Tasks:
- a) In the net salvage excerpt, what interim net salvage did FPL propose for Account 314 – Turbogenerator Units?
- b) Carry on the net salvage excerpt from where it stops, keeping its style.

OPC witness Pous claimed that FPL’s proposed interim net salvage parameters were excessively negative. OPC witness Pous contended that FPL failed to determine whether any activity in any particular year of its analysis was representative of the remaining investment. The witness proposed adjustments for two steam production accounts, two nuclear accounts, and five other production accounts.

In contrast to OPC’s proposed interim net salvage proposals, FPL asserted that interim net salvage was developed for each account using a combination of historical data and informed judgment. The Company averred that, because interim net salvage did not pertain to all of the property, it adjusted the net salvage percent based on the percentage of plant that will be retired as interim retirements.

3a. Account-Specific Net Salvage Analysis

3a1. Steam Production

Account 311 – Structures and Improvements

FPL’s currently approved interim net salvage for this account is negative 9 percent. FPL proposed net salvage of negative 15 percent, adjusted to negative 5 percent for interim retirements. Witness Clarke asserted that the historical data had averaged negative 15 percent with recent cost of removal increasing.

OPC proposed interim net salvage of negative 5 percent, reduced to zero for interim retirements. Witness Pous contended that FPL ignored recent activity indicating about negative 10 percent net salvage to a positive net salvage. Additionally, he noted that a disproportionate share of the historical retirements in this account have been piping, and replacement of a retaining wall and a cooling pond underdrain system, that may not be indicative of the future. Because piping comprised only 16 percent of the account’s investment, the OPC witness asserted that it was given too much weight in FPL’s analysis.

Based on the record evidence, we believe a negative 10 percent net salvage is reasonable. Adjusted for interim retirements, we approve the interim net salvage values shown in Table 3, below.

Account 312 – Boiler Plant Equipment

The currently approved interim net salvage for this account is negative 6 percent. FPL asserted that cost of removal had increased over the past few years indicating the need to increase the negative net salvage. Historical salvage data for the 1986-2007 period averaged negative 27 percent, with the 2005-2007 band averaging negative 15 percent. The Company proposed a net salvage of negative 15 percent, adjusted to negative 11 percent for interim retirements. Based on the record evidence, we believe FPL’s net salvage proposal is reasonable. Adjusted for interim retirements, we approve the interim net salvage values shown in Table 3 below.

Account 314 – Turbogenerator Units

FPL’s currently approved interim net salvage for this account is negative 6 percent. FPL proposed an interim net salvage of zero, noting that salvage data had been erratic.

OPC proposed positive 10 percent net salvage, adjusted to 1.67 percent for interim retirements. OPC contended that FPL’s approach to this account was inconsistent with its approach in other accounts because it did not recognize that this account has historically averaged 8 percent positive net salvage, or that the five-year band of data reflected positive 9 percent.

Data section:
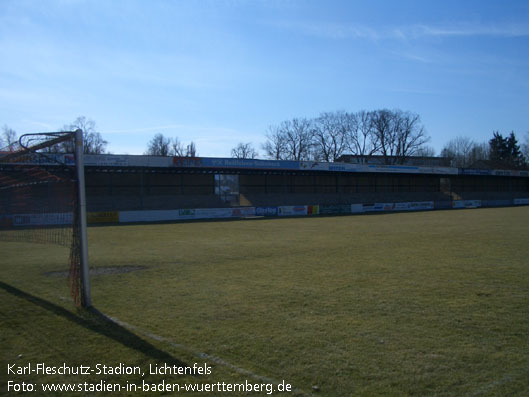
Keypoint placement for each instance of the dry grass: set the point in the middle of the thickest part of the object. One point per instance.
(412, 303)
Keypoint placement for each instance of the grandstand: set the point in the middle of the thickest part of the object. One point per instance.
(129, 183)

Answers per task:
- a) FPL proposed an interim net salvage of zero, noting that salvage data had been erratic.

- b)
Salvage activity has historically averaged positive 8 percent. The most recent two-year band averaged negative 11 percent. We agree with FPL that the data is erratic. Net salvage has ranged from negative 264 percent to positive 218 percent. Given that such wide variances do not indicate a consistent pattern, we approve the interim net salvage values shown in Table 3.

Account 315 – Accessory Electric Equipment

The currently approved interim net salvage for this account is negative 6 percent. FPL proposed increasing the negative net salvage to negative 20 percent to recognize increased costs of removal. The five-year band of salvage data averaged negative 28 percent with a number of years over 30 percent. Adjusted for interim retirements, FPL proposed negative 12 percent net salvage. OPC did not address FPL’s proposal.

Net salvage has historically averaged negative 19 percent, with the most recent three-year and four-year bands average negative 28 percent. Based on the record evidence, we believe the Company’s proposed net salvage value is reasonable. Adjusted for interim retirements, we approve the interim net salvage values shown in Table 3.

Account 316 – Miscellaneous Equipment

The currently approved interim net salvage for this account is zero percent. FPL noted that while the net salvage amounts were not large, cost of removal tended to be greater than realized gross salvage. Accordingly, FPL proposed negative 5 percent net salvage, adjusted to negative 4 percent for interim retirements. OPC did not address FPL’s net salvage proposal for this account.

Historically, net salvage for this account has averaged negative 5 percent with the most recent five years average negative 8 percent. This account has not experienced sufficient retirements on which to rely. For this reason, we approve the interim net salvage values shown in Table 3.

3a2. Nuclear Production

Account 321 – Structures and Improvements

The currently approved interim net salvage for this account is negative 1 percent. Historically, net salvage averaged positive 8 percent, with some years being positive and some years being negative. FPL proposed a zero net salvage based on the erratic behavior of the data. OPC did not address FPL’s proposal. Based on the account activity, we approve the Company’s proposed net salvage.

Account 322 – Reactor Plant Equipment

The currently approved interim net salvage for this account is negative 2 percent. FPL proposed net salvage of negative 5 percent, adjusted to negative 4 percent for interim retirements.

OPC proposed retaining the current negative 2 percent interim net salvage. OPC explained that FPL recognized that the currently approved interim net salvage appeared justified, absent recent years in which there were some large retirements that distorted the activity. Nonetheless, the Company proposed an increase in the interim net salvage until more data was available. OPC contended that FPL’s reasoning for its proposed net salvage was inconsistent with its approach in other accounts that also indicated positive net salvage, where FPL selected zero until a pattern was established.

Historically, net salvage has averaged negative 11 percent with recent years being more negative, in part due to the retirements associated with the uprate project. Discounting those years, net salvage has averaged slightly negative. Based on the record evidence, we are hesitant to approve a higher negative net salvage. Accordingly, we approve the currently approved net salvage of negative 2 percent.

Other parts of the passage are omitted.